[Stored records]
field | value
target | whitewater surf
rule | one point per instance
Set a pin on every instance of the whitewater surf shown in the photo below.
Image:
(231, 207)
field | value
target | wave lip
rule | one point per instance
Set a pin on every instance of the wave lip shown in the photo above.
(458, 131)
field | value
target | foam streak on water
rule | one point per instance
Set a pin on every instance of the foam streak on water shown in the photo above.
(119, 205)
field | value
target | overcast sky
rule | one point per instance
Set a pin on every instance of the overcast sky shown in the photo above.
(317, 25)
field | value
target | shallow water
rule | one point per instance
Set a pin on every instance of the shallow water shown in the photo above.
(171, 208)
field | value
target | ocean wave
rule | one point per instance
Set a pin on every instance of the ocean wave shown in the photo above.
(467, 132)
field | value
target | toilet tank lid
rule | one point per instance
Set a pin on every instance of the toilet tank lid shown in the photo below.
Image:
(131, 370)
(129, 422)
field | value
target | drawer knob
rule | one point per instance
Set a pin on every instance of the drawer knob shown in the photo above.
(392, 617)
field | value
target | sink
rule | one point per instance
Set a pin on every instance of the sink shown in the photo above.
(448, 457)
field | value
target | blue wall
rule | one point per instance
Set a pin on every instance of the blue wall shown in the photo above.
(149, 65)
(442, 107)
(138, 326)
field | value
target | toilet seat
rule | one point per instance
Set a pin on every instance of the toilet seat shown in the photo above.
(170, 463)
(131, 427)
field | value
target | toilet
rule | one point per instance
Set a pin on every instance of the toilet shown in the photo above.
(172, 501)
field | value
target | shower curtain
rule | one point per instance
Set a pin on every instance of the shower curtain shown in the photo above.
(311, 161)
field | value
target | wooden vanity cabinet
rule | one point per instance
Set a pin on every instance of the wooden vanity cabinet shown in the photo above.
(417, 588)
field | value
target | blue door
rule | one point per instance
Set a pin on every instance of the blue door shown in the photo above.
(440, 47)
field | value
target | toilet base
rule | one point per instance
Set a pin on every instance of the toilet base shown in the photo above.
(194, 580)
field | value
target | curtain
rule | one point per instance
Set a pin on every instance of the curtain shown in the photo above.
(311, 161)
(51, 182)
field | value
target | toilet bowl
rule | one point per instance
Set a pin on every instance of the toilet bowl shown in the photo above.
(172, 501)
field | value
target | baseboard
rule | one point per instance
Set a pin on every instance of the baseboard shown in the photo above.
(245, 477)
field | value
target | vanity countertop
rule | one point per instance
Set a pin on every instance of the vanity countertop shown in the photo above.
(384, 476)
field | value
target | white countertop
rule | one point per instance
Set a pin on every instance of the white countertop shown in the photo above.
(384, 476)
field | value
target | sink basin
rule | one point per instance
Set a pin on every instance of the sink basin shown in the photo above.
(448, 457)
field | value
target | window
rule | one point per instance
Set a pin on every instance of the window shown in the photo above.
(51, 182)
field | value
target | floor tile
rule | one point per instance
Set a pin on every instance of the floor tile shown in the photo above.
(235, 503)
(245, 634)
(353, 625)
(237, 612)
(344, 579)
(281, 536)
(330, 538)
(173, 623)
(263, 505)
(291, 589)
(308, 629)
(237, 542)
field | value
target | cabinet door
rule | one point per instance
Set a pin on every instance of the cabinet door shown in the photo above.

**Work to be completed**
Give every entry back unchanged. Leave none out.

**Result of the exercise**
field | value
target | whitewater surf
rule | one point per instance
Set a pin on every instance of the whitewater surf shown in the photo below.
Image:
(231, 207)
field | value
target | wave lip
rule | one point per instance
Set a pin on every instance of the wave lip shown in the photo above.
(458, 131)
field | value
target | foam streak on water
rule | one point per instance
Set a pin on every instance of the foam streak on water shown in the photo above.
(119, 205)
field | value
target | overcast sky
rule | one point per instance
Set a pin on every instance of the overcast sky shown in the photo above.
(317, 25)
field | value
target | shallow water
rule | one point per instance
Set a pin on every instance of the shallow water shown in the photo above.
(171, 208)
field | value
target | ocean wave
rule | one point per instance
Set a pin on every instance of the ocean wave shown in the photo above.
(467, 132)
field | value
target | toilet tank lid
rule | one point per instance
Set a pin on every instance of the toilet tank lid shown in the photo below.
Image:
(131, 370)
(129, 422)
field | value
target | drawer knob
rule | one point per instance
Set a pin on every instance of the drawer knob shown in the photo above.
(392, 617)
field | value
target | sink
rule | one point per instance
Set a pin on every instance of the sink shown in the photo above.
(448, 457)
field | value
target | blue wall
rule | one point per instance
Set a pin on every instance of the blue wall shown in the photo above.
(149, 65)
(442, 107)
(138, 326)
field | value
target | toilet seat
rule | one point per instance
Set a pin on every instance of the toilet seat shown in the photo above.
(170, 463)
(131, 427)
field | value
target | toilet
rule | one point per instance
Set a pin on every instance of the toilet shown in the photo above.
(172, 501)
field | value
target | shower curtain
rule | one point per instance
Set a pin on every instance of the shower curtain shown in the photo above.
(311, 161)
field | value
target | wooden vanity cabinet
rule | one point per instance
Set a pin on every instance of the wooden vanity cabinet shown in the photo above.
(417, 588)
field | value
target | blue door
rule | one point per instance
Set a pin on every instance of the blue door shown in the photo above.
(440, 47)
field | value
target | toilet base
rule | one point per instance
Set a pin on every instance of the toilet base shown in the photo above.
(194, 580)
field | value
target | curtain
rule | one point per instance
Set a pin on every instance of the curtain shown in the photo above.
(311, 161)
(51, 182)
field | value
target | toilet bowl
rule | one point per instance
Set a pin on every instance of the toilet bowl shown in the photo above.
(172, 501)
field | value
target | baseboard
rule | one point per instance
Set a pin on every instance of the baseboard shown in the photo above.
(245, 477)
field | value
target | vanity countertop
rule | one point per instance
Set a pin on every instance of the vanity countertop shown in the photo above.
(384, 476)
field | value
target | white countertop
rule | one point per instance
Set a pin on every instance of the white countertop shown in the photo above.
(384, 476)
field | value
target | sink basin
rule | one point per instance
Set a pin on every instance of the sink basin shown in the photo above.
(448, 457)
field | value
target | window
rule | one point per instance
Set a pin on every instance of the window shown in the photo above.
(51, 182)
field | value
target | floor tile
rule | one point per instance
Set a pin on every instance of the floor tile shown in the photo above.
(235, 503)
(245, 634)
(353, 625)
(237, 612)
(344, 579)
(281, 536)
(330, 538)
(173, 623)
(263, 505)
(291, 589)
(308, 629)
(237, 542)
field | value
target | cabinet door
rule | one point per instance
Set a pin on every instance of the cabinet door shown in the photo above.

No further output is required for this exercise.